Exercise directions
Copy the entries word for word, starting at the line that contains "If you could point out the building" and stopping after the last line of the entries.

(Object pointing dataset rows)
----------
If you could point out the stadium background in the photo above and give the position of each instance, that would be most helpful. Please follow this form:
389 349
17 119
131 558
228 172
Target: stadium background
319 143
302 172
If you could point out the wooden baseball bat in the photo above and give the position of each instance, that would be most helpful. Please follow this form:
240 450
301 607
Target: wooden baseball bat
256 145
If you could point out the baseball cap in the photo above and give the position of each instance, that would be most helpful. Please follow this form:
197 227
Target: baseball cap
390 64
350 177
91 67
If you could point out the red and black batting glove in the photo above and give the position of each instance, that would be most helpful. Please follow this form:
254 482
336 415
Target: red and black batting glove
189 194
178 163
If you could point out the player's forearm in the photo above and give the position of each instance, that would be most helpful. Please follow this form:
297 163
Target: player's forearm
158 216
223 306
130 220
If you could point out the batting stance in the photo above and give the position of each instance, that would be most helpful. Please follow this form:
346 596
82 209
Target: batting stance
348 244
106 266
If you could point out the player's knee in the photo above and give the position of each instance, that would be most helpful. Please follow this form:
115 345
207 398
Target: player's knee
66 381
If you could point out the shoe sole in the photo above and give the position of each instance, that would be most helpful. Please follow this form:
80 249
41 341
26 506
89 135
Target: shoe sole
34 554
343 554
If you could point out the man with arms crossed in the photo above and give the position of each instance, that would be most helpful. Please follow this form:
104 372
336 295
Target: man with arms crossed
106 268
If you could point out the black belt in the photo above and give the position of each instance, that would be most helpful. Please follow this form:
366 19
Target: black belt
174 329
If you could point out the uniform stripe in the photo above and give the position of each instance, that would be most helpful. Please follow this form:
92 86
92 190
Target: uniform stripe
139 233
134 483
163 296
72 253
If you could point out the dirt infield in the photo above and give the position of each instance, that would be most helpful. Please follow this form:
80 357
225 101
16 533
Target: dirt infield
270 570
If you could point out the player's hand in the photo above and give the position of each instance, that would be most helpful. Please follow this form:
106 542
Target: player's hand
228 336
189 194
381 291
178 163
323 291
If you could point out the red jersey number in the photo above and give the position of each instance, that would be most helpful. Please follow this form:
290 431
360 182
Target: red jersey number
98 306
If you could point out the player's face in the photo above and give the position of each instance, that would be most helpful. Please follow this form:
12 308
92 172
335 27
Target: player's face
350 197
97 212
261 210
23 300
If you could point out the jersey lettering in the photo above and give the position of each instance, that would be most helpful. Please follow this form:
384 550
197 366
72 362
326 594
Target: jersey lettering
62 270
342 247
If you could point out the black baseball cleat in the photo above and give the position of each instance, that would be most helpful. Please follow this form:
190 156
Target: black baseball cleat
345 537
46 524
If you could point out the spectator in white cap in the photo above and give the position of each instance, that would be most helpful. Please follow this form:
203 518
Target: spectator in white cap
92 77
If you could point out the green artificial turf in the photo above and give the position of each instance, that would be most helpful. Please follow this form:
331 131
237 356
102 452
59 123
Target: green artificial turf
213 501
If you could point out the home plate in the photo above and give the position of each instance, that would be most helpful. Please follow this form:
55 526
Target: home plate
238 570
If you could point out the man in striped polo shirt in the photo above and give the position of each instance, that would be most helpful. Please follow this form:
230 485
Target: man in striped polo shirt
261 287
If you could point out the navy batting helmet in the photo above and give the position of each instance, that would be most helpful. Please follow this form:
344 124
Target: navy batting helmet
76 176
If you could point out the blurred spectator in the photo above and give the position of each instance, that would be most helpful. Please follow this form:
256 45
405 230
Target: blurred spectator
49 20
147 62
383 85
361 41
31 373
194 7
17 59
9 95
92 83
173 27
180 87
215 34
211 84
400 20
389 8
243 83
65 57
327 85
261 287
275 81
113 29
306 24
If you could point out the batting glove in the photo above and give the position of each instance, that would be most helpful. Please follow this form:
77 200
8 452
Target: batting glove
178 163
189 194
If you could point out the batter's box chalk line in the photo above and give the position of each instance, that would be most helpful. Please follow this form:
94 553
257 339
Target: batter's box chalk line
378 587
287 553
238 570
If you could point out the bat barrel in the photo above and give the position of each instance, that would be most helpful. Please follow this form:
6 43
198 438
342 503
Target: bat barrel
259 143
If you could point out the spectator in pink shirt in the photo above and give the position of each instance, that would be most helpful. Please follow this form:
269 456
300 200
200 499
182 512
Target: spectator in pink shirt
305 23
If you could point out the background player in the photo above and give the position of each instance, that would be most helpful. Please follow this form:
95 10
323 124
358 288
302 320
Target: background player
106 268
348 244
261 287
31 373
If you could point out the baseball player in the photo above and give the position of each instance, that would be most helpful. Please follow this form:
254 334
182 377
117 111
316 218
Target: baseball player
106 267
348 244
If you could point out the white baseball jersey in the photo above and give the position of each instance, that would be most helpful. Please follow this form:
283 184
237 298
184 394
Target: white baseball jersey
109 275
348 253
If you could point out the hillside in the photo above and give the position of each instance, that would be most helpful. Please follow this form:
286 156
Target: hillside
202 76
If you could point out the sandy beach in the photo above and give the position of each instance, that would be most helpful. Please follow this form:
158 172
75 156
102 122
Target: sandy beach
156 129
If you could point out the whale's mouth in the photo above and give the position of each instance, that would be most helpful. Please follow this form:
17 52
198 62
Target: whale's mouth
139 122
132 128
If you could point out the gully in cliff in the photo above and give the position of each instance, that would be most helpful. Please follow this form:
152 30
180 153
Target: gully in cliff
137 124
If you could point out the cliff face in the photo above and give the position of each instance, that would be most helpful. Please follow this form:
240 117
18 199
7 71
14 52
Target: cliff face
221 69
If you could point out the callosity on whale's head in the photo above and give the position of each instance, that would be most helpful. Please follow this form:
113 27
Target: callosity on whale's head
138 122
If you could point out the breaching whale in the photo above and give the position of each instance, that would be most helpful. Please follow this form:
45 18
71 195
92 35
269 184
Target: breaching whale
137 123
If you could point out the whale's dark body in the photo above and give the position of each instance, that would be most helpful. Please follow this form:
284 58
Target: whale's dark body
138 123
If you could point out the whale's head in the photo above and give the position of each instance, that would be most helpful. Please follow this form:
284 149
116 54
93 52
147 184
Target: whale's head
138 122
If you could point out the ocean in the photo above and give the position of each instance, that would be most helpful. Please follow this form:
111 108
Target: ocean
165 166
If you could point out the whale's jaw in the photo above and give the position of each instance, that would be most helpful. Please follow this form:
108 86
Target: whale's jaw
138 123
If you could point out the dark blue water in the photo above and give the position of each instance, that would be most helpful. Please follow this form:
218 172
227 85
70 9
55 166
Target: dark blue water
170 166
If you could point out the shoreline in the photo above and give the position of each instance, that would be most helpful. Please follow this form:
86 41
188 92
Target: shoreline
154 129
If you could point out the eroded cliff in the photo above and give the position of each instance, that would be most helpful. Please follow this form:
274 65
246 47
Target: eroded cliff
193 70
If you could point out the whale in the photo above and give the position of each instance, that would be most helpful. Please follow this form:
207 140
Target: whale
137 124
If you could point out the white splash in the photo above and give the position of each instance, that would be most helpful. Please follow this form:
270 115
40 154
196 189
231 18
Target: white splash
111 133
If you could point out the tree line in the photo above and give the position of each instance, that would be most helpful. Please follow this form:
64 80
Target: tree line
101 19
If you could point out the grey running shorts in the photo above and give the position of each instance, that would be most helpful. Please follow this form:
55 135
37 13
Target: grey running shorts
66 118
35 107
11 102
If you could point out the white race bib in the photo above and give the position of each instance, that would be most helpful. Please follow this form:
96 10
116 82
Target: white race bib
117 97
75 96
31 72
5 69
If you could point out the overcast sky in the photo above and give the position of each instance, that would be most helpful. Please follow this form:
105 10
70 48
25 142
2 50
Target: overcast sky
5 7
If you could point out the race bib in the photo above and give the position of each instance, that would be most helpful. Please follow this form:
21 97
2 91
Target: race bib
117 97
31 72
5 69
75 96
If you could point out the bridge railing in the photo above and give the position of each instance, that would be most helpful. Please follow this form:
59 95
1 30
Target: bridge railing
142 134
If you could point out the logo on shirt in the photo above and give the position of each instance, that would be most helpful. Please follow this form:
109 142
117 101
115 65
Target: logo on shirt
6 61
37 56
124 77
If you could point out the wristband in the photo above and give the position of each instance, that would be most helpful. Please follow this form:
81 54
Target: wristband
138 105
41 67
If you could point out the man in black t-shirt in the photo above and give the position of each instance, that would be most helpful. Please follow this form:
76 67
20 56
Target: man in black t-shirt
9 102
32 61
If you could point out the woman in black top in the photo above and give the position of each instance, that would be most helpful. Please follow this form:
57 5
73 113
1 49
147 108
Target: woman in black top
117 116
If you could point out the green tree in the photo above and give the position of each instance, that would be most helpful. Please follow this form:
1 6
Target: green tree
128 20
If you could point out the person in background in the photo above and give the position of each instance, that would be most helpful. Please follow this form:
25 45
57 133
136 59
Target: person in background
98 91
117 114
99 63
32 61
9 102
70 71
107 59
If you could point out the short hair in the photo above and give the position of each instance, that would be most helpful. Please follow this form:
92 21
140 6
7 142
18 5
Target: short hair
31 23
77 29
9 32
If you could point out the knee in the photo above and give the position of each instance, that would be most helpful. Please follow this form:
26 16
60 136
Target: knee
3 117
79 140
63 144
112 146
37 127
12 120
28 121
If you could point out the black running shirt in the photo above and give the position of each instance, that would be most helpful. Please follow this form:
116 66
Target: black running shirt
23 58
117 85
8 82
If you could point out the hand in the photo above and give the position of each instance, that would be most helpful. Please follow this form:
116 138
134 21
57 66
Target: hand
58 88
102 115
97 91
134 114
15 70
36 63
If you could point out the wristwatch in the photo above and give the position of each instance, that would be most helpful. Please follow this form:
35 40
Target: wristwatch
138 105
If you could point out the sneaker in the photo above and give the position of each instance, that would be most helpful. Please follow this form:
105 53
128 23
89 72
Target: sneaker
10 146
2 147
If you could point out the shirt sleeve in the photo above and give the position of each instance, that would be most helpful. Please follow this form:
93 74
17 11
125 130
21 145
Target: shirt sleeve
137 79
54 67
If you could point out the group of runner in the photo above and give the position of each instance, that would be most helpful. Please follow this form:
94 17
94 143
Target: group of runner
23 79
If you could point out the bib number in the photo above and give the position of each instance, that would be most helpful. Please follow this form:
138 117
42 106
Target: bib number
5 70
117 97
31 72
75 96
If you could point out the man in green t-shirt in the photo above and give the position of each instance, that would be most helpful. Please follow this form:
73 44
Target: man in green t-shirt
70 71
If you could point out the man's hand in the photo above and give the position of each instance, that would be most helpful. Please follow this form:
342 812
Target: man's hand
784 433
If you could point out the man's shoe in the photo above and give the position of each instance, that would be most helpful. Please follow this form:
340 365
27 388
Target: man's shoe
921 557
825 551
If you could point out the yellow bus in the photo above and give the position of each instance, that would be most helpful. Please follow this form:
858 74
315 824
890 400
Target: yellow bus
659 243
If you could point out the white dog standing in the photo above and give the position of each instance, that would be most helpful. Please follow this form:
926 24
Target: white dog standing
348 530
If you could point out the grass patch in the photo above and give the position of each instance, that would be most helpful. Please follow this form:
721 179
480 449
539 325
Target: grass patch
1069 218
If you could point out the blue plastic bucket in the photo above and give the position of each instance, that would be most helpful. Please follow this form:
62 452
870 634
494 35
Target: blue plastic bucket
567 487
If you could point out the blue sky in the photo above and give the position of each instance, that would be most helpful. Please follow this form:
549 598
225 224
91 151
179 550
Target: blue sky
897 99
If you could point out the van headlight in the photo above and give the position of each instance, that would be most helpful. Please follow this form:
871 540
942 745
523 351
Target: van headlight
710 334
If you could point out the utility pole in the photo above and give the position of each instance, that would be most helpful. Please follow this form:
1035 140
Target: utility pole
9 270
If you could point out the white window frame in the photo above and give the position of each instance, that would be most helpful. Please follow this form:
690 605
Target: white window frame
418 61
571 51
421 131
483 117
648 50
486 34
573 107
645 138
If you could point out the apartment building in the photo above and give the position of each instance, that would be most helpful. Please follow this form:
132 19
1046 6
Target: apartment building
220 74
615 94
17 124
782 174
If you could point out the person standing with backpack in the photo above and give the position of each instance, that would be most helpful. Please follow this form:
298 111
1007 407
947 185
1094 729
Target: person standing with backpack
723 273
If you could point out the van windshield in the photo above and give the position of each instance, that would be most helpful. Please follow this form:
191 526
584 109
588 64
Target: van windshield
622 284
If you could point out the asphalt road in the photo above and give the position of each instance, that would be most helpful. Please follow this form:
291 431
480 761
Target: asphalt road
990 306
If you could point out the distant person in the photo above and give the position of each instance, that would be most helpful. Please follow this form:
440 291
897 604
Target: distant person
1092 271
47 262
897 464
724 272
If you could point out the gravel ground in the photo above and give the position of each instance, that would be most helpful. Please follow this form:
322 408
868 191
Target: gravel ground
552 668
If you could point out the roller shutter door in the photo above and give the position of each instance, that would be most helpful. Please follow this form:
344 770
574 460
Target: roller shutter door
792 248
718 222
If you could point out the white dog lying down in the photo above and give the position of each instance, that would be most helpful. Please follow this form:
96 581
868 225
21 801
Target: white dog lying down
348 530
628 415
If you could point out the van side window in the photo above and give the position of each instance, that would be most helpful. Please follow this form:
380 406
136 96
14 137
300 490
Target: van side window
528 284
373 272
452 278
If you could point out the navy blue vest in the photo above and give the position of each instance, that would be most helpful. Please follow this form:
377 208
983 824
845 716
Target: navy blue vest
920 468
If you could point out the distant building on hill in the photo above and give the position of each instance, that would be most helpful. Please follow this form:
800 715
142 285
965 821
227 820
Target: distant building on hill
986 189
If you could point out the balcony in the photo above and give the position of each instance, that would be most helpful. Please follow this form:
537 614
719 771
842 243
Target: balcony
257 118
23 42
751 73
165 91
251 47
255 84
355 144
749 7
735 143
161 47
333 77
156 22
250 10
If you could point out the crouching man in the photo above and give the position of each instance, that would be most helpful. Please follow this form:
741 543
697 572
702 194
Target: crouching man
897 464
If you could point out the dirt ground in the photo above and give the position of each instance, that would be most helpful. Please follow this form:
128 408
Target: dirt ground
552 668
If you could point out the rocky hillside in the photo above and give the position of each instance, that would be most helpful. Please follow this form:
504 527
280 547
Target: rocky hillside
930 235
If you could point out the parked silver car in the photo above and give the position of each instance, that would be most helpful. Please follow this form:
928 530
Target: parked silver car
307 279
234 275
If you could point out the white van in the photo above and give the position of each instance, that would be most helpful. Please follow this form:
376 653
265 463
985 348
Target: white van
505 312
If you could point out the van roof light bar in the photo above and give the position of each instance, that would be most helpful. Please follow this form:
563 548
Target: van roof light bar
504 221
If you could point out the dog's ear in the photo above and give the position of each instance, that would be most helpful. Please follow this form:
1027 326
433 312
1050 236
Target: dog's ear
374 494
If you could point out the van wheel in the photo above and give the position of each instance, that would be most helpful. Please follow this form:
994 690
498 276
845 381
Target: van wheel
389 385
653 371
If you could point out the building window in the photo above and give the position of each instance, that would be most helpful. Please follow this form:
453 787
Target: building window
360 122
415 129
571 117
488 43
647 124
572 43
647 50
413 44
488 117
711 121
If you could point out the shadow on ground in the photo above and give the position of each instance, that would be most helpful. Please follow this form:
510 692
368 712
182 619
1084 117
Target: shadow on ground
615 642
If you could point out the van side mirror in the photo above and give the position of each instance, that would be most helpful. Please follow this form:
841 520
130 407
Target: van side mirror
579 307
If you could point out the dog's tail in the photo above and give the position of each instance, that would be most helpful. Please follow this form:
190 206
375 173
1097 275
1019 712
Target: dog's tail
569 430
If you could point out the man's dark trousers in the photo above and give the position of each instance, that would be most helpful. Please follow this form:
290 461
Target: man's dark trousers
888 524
----------
Written answer
If you could point out the building window in the photo above and give the position of each instance, that would be most helpful. Please follow this form:
453 787
Target: building window
360 122
415 129
571 117
488 43
647 124
572 43
647 50
413 44
488 117
711 121
If you could point out the shadow on ground in the photo above and give the position of each instance, that would be most helpful. Please follow this form:
510 692
368 712
182 619
1084 117
Target: shadow on ground
615 642
If you could point out the van side mirror in the photo above and give the position of each instance, that would be most helpful. Please follow this form:
841 520
130 407
Target: van side mirror
579 307
If you could point out the dog's tail in the photo above and give the position of each instance, that would be most helpful. Please follow this form:
190 206
375 173
1097 275
1019 712
Target: dog's tail
569 430
If you could point out the man's dark trousers in the photo above and give the position of each instance, that would be most helpful. Please follow this form:
290 461
Target: man's dark trousers
888 524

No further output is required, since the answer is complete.